AIM ->
In the records below, replace every occurrence of "put one dot on every instance" with "mark each instance with a single dot" and leave all other text unchanged.

MATERIAL FOR THE TASK ->
__________________________________________________

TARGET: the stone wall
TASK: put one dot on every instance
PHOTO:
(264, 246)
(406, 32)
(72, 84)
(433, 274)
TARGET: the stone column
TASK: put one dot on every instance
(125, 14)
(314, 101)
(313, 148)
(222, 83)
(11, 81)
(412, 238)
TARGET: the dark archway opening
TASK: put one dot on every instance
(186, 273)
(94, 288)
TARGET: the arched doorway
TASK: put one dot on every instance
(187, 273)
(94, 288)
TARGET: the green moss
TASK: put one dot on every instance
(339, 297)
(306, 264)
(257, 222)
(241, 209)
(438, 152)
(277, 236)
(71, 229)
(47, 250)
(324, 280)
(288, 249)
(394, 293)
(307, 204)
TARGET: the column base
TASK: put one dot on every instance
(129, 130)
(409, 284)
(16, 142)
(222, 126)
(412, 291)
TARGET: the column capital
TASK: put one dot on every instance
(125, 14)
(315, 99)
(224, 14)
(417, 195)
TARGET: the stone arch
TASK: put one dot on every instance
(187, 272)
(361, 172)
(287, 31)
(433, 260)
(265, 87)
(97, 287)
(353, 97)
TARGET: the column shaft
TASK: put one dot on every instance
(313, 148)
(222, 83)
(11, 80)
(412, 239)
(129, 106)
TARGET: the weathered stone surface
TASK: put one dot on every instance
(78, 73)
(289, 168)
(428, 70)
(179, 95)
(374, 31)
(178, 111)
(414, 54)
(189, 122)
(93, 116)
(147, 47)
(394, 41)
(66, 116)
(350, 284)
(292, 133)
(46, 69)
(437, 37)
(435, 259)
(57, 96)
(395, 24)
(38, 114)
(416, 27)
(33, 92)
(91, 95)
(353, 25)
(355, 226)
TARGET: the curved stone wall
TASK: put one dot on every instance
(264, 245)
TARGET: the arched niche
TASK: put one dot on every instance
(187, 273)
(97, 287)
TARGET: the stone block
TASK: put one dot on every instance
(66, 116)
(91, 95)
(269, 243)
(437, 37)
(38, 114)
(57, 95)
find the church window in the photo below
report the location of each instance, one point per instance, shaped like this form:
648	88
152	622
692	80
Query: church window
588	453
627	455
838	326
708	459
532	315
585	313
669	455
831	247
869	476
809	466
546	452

__________________________________________________

FINAL RESULT ->
TARGET: the stone wall
TASK: mark each instance with a single dot
PHOTO:
(264, 246)
(406, 32)
(72, 84)
(433, 274)
TARGET: the stone column
TASK: mark each instance with a single dot
(125, 14)
(314, 101)
(313, 148)
(222, 83)
(11, 81)
(412, 238)
TARGET: the dark archway opening
TASK: mark each instance with a single dot
(186, 273)
(94, 288)
TARGET: the arched doorway
TASK: mark each instance with a single dot
(187, 273)
(94, 288)
TARGET: the green moss
TASK: mark each instance with a single dot
(339, 297)
(306, 264)
(257, 222)
(241, 209)
(438, 152)
(277, 236)
(71, 229)
(47, 250)
(324, 280)
(288, 249)
(394, 293)
(307, 204)
TARGET: the column base
TASK: mark each instance with a single dot
(129, 130)
(409, 284)
(16, 142)
(222, 126)
(412, 291)
TARGET: the column capital
TASK: mark each instance with a single dot
(125, 14)
(315, 99)
(224, 14)
(417, 195)
TARGET: the stone arch
TASK: mark each instance with a single dot
(187, 272)
(361, 172)
(287, 31)
(433, 260)
(265, 87)
(97, 287)
(353, 97)
TARGET: the column shaft
TASK: mark each instance with a single dot
(313, 148)
(222, 83)
(11, 80)
(412, 239)
(129, 106)
TARGET: the weathered stone surface
TASK: mark each instance with a single dot
(78, 73)
(289, 168)
(428, 70)
(179, 95)
(374, 31)
(178, 111)
(414, 54)
(189, 122)
(93, 116)
(147, 47)
(394, 41)
(66, 116)
(350, 284)
(292, 133)
(46, 69)
(437, 37)
(435, 259)
(57, 96)
(395, 24)
(38, 114)
(416, 27)
(33, 92)
(91, 95)
(353, 25)
(355, 226)
TARGET: the curved stone wall
TASK: mark each instance with a single dot
(264, 245)
TARGET: the arched niche
TASK: mark each instance with a single dot
(187, 273)
(97, 287)
TARGET: the stone block
TASK: mark each instance with a single dot
(66, 116)
(91, 95)
(269, 243)
(437, 37)
(38, 114)
(57, 95)
find the church window in the photo below
report the location of each instance, one point per instance, shaped like this form:
648	88
152	622
692	80
Query: church window
588	453
627	455
838	326
708	459
532	315
585	313
669	455
831	247
869	476
809	466
546	452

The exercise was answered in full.